Provided entries:

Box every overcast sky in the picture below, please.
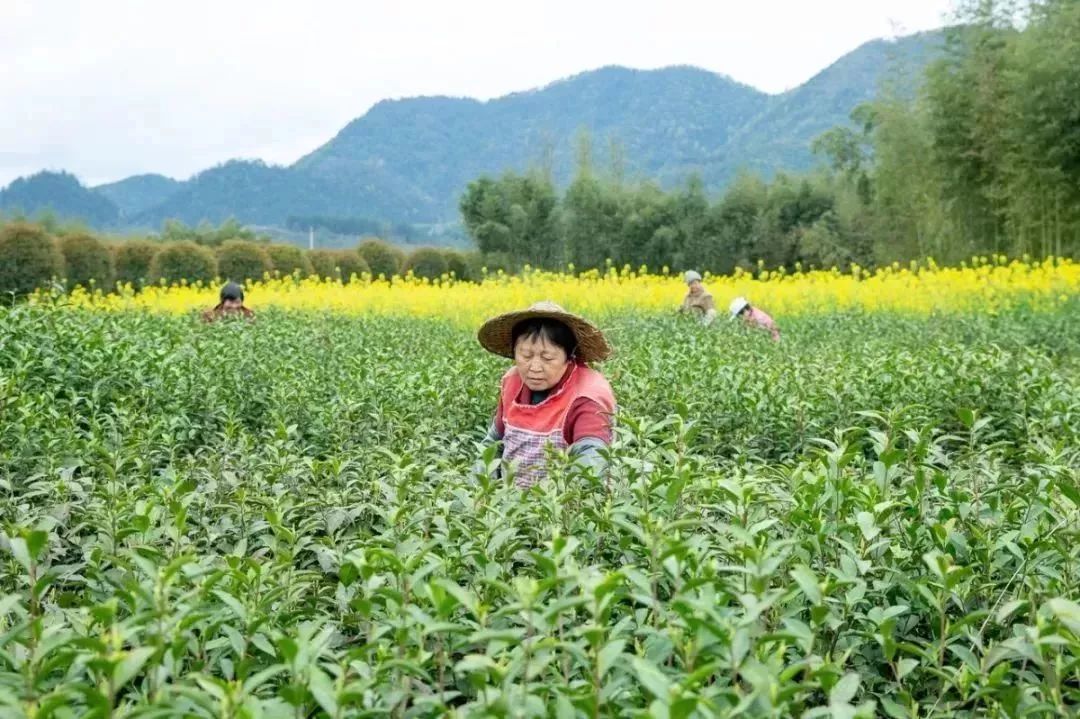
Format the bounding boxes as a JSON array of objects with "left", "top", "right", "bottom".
[{"left": 0, "top": 0, "right": 954, "bottom": 188}]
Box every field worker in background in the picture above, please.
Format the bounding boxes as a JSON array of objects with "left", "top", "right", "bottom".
[
  {"left": 679, "top": 270, "right": 717, "bottom": 325},
  {"left": 473, "top": 301, "right": 616, "bottom": 488},
  {"left": 202, "top": 282, "right": 255, "bottom": 322},
  {"left": 730, "top": 296, "right": 780, "bottom": 341}
]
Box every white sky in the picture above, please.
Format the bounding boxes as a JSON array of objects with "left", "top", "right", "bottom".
[{"left": 0, "top": 0, "right": 954, "bottom": 188}]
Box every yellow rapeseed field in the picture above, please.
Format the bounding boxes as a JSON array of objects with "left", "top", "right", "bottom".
[{"left": 51, "top": 256, "right": 1078, "bottom": 324}]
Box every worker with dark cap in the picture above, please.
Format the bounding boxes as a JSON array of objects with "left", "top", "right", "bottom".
[{"left": 202, "top": 282, "right": 255, "bottom": 322}]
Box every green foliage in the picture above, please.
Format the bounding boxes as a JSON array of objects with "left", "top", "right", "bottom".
[
  {"left": 563, "top": 157, "right": 624, "bottom": 270},
  {"left": 160, "top": 217, "right": 257, "bottom": 247},
  {"left": 110, "top": 239, "right": 158, "bottom": 287},
  {"left": 307, "top": 249, "right": 337, "bottom": 279},
  {"left": 58, "top": 232, "right": 113, "bottom": 289},
  {"left": 998, "top": 0, "right": 1080, "bottom": 257},
  {"left": 265, "top": 243, "right": 314, "bottom": 277},
  {"left": 405, "top": 247, "right": 449, "bottom": 279},
  {"left": 148, "top": 241, "right": 217, "bottom": 285},
  {"left": 0, "top": 302, "right": 1077, "bottom": 715},
  {"left": 438, "top": 248, "right": 490, "bottom": 280},
  {"left": 308, "top": 249, "right": 370, "bottom": 282},
  {"left": 460, "top": 172, "right": 561, "bottom": 268},
  {"left": 461, "top": 166, "right": 866, "bottom": 274},
  {"left": 216, "top": 240, "right": 272, "bottom": 283},
  {"left": 0, "top": 222, "right": 64, "bottom": 296},
  {"left": 476, "top": 251, "right": 518, "bottom": 276},
  {"left": 829, "top": 2, "right": 1080, "bottom": 263},
  {"left": 111, "top": 240, "right": 160, "bottom": 288},
  {"left": 306, "top": 249, "right": 334, "bottom": 276},
  {"left": 357, "top": 238, "right": 405, "bottom": 278},
  {"left": 440, "top": 248, "right": 470, "bottom": 278}
]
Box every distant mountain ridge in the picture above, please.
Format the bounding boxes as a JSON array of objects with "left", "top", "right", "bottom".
[
  {"left": 95, "top": 174, "right": 183, "bottom": 217},
  {"left": 0, "top": 30, "right": 943, "bottom": 230},
  {"left": 291, "top": 64, "right": 769, "bottom": 221},
  {"left": 0, "top": 171, "right": 119, "bottom": 227}
]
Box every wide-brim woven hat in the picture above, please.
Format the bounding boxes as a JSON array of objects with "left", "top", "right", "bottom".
[{"left": 477, "top": 300, "right": 612, "bottom": 363}]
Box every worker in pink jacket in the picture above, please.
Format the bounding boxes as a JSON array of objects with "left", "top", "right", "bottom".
[{"left": 729, "top": 296, "right": 780, "bottom": 341}]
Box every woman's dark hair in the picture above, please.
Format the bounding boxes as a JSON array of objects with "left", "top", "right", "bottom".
[
  {"left": 512, "top": 318, "right": 578, "bottom": 358},
  {"left": 219, "top": 282, "right": 244, "bottom": 302}
]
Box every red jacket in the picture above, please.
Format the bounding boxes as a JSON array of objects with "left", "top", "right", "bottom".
[
  {"left": 494, "top": 363, "right": 615, "bottom": 487},
  {"left": 202, "top": 305, "right": 255, "bottom": 323}
]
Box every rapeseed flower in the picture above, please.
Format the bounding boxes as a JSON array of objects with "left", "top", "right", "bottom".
[{"left": 44, "top": 257, "right": 1079, "bottom": 325}]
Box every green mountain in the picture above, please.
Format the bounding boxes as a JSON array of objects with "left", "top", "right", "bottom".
[
  {"left": 289, "top": 31, "right": 941, "bottom": 219},
  {"left": 0, "top": 171, "right": 120, "bottom": 226},
  {"left": 94, "top": 173, "right": 182, "bottom": 217},
  {"left": 705, "top": 32, "right": 944, "bottom": 182},
  {"left": 1, "top": 30, "right": 943, "bottom": 230},
  {"left": 291, "top": 65, "right": 767, "bottom": 220},
  {"left": 131, "top": 158, "right": 437, "bottom": 227}
]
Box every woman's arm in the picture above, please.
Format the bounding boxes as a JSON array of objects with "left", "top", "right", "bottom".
[
  {"left": 565, "top": 398, "right": 613, "bottom": 477},
  {"left": 568, "top": 436, "right": 609, "bottom": 475},
  {"left": 699, "top": 294, "right": 718, "bottom": 326}
]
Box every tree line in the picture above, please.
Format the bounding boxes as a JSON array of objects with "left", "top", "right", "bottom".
[
  {"left": 0, "top": 220, "right": 490, "bottom": 298},
  {"left": 460, "top": 0, "right": 1080, "bottom": 272}
]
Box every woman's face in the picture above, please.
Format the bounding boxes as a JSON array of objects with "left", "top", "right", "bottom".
[
  {"left": 221, "top": 298, "right": 243, "bottom": 311},
  {"left": 514, "top": 334, "right": 570, "bottom": 392},
  {"left": 688, "top": 279, "right": 703, "bottom": 295}
]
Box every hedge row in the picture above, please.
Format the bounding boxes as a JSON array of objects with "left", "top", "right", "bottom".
[{"left": 0, "top": 224, "right": 493, "bottom": 297}]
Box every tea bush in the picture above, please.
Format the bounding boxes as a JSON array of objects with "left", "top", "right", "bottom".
[
  {"left": 217, "top": 240, "right": 273, "bottom": 283},
  {"left": 58, "top": 232, "right": 113, "bottom": 289},
  {"left": 358, "top": 238, "right": 405, "bottom": 279},
  {"left": 0, "top": 301, "right": 1077, "bottom": 716},
  {"left": 148, "top": 241, "right": 217, "bottom": 285},
  {"left": 406, "top": 247, "right": 450, "bottom": 280},
  {"left": 112, "top": 239, "right": 160, "bottom": 288},
  {"left": 309, "top": 249, "right": 370, "bottom": 283},
  {"left": 0, "top": 222, "right": 64, "bottom": 296},
  {"left": 442, "top": 248, "right": 472, "bottom": 281},
  {"left": 265, "top": 243, "right": 314, "bottom": 277}
]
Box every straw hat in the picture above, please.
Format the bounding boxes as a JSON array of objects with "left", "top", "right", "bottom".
[{"left": 477, "top": 300, "right": 612, "bottom": 363}]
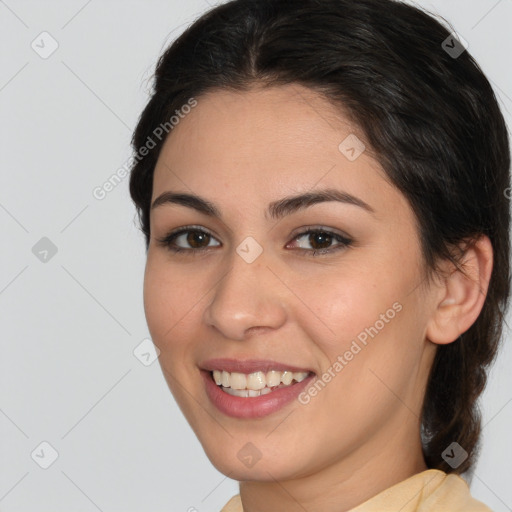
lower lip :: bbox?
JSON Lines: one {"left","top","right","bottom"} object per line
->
{"left": 201, "top": 370, "right": 315, "bottom": 419}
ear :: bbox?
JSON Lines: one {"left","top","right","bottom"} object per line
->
{"left": 425, "top": 235, "right": 493, "bottom": 345}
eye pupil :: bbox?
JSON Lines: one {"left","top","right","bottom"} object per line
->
{"left": 310, "top": 232, "right": 332, "bottom": 249}
{"left": 188, "top": 231, "right": 209, "bottom": 248}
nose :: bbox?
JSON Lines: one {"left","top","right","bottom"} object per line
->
{"left": 203, "top": 248, "right": 288, "bottom": 341}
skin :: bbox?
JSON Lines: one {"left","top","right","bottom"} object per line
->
{"left": 143, "top": 83, "right": 493, "bottom": 512}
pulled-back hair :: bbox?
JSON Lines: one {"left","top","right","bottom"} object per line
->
{"left": 129, "top": 0, "right": 511, "bottom": 474}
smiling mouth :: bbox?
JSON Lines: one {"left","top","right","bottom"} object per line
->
{"left": 210, "top": 369, "right": 312, "bottom": 398}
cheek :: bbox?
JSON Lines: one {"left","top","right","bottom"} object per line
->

Exercise brief:
Copy out every line of the data where the word "green" occurs.

Final answer:
Box every green foliage in the picture above, please.
Box every green mountain in the picture above, please.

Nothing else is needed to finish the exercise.